---- Texto extraído

O yuan - que já é a segunda moeda mais utilizada no
financiamento comercial - vai suplantando a moeda norte-americana nos
intercâmbios comerciais da China
Ariel Noyola Rodríguez* // www.cartamior.com.br
Aparentemente, o ano de 2015 marca o início da
revolução no interior do FMI. Primeiro, se aprovou a inclusão do yuan, a moeda
chinesa, entre os DEG, a cesta de divisas criada em 1969 para servir de suplemento
das reservas oficiais dos países-membros. Agora, graças à aprovação do
Congresso dos Estados Unidos, o FMI poderá implementar finalmente a reforma do
sistema de quotas de representação, com o qual a China e outras potências
emergentes ganharão peso na tomada de decisões, enquanto os países do
continente europeu perderão relevância. Não obstante, ainda é prematuro
concluir que se trata de uma transformação radical na correlação de forças
dentro do FMI: os Estados Unidos continuarão mantendo seu poder de veto.
Os Estados Unidos parecem ter compreendido que para
conservar sua liderança global é impossível desconhecer o crescente
protagonismo da China e outras potências emergentes, e que é preciso
compartilhar responsabilidades na gestão das finanças internacionais. Por isso
Washington não teve outra alternativa senão outorgar importantes concessões aos
seus adversários através do Fundo Monetário Internacional (FMI).
Na última semana de novembro, o FMI adotou a
decisão de incorporar o yuan nos Direitos Especiais de Giro (DEG, sigla
traduzida do nome em inglês ‘Special Drawing Rights’), a lista de divisas
criada nos Anos 60 para complementar as reservas oficiais dos seus membros.
Embora vários funcionários estadunidenses do Fundo tenham tentado se opor à
medida desde um princípio, no final Pequim se comprometeu a seguir avançando na
liberalização do seu setor financeiro.
Até agora, o Banco Popular da China já assinou
cerca de quarenta acordos bilaterais de permuta de divisas (‘currency swaps’).

--------
---- Informações fornecidas

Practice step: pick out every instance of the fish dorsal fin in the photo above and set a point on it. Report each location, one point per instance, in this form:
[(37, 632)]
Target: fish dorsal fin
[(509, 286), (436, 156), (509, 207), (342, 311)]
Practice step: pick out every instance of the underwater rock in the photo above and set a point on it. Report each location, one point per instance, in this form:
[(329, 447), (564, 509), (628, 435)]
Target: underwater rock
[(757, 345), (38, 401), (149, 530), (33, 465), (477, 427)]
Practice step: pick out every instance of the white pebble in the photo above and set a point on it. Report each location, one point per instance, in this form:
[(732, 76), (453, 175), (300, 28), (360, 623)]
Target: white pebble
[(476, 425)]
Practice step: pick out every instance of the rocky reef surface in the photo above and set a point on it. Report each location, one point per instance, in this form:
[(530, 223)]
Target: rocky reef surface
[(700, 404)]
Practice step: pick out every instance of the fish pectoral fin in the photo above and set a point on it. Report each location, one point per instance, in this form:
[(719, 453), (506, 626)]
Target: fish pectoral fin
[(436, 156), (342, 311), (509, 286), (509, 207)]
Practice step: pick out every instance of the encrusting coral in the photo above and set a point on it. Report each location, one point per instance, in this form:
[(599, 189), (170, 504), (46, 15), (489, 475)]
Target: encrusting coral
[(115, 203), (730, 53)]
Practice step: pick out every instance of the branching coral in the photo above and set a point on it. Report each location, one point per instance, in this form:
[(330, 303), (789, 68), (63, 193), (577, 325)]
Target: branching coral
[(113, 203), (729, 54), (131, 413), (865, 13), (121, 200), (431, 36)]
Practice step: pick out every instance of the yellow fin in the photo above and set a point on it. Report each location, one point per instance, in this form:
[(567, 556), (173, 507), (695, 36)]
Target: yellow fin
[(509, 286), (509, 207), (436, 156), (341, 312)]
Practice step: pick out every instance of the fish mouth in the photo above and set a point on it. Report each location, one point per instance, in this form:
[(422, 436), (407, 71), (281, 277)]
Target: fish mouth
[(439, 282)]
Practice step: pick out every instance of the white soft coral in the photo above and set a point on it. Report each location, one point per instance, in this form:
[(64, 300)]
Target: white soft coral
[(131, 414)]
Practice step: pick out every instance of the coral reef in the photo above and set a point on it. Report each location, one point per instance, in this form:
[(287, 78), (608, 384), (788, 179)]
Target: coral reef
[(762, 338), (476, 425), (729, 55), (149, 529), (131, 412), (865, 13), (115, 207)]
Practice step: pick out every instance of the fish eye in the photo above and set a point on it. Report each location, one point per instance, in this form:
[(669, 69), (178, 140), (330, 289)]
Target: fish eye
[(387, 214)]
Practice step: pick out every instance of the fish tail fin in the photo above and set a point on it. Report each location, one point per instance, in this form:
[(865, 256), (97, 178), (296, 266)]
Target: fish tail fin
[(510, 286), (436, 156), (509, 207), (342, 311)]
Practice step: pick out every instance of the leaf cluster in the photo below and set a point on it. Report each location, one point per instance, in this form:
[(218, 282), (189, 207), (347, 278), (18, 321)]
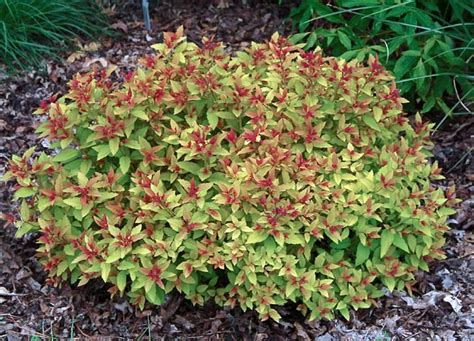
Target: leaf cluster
[(271, 176)]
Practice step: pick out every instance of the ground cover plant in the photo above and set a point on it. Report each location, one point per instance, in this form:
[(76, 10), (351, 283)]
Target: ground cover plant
[(276, 175), (428, 45), (32, 30)]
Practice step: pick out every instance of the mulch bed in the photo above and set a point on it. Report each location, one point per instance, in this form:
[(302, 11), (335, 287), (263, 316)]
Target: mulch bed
[(442, 306)]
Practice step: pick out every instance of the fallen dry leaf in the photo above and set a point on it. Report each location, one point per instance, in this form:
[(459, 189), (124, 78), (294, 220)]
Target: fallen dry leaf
[(120, 25)]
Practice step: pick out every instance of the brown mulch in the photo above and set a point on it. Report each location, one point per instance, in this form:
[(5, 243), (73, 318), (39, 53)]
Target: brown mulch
[(442, 306)]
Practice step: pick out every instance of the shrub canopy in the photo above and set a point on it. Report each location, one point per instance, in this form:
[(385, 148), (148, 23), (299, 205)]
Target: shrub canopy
[(270, 176)]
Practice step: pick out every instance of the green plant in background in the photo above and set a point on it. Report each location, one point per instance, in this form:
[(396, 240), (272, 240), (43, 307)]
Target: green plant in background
[(427, 44), (271, 176), (31, 30)]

--------

O que fazer: Continue o texto sobre o yuan e o FMI logo após a última frase apresentada. Os registros não desempenham nenhum papel nesta tarefa.

Resposta do exercício:
Este ano, os bancos centrais do Suriname, África do Sul e Chile começaram a
promover o abandono do dólar entre as empresas dos seus países. Aos poucos, o
yuan vai suplantando a moeda norte-americana nos intercâmbios comerciais do
gigante asiático.
Essa estratégia permite que o yuan seja hoje a
segunda moeda mais utilizada no financiamento comercial, e a quarta nos
pagamentos transfronteiriços, segundo os dados da Sociedade de Telecomunicações
Financeiras Interbancárias Mundiais (SWIFT, por suas siglas em inglês). E, mais
cedo que tarde, a moeda chinesa será plenamente conversível, ou seja,
intercambiada livremente no mercado, sem nenhum tipo de restrição.
Assim, os dirigentes do Partido Comunista da China
conseguiram acabar com as suspeitas da diretora executiva do FMI, Christine
Lagarde: a partir do dia 1º de outubro de 2016, o yuan se tornará a terceira
divisa mais relevante na composição dos DEG. A “moeda do povo” (‘renminbi’)
terá um peso maior dentro da lista do FMI que o yen japonês e a libra
esterlina, embora ainda deva se manter abaixo do dólar e do euro.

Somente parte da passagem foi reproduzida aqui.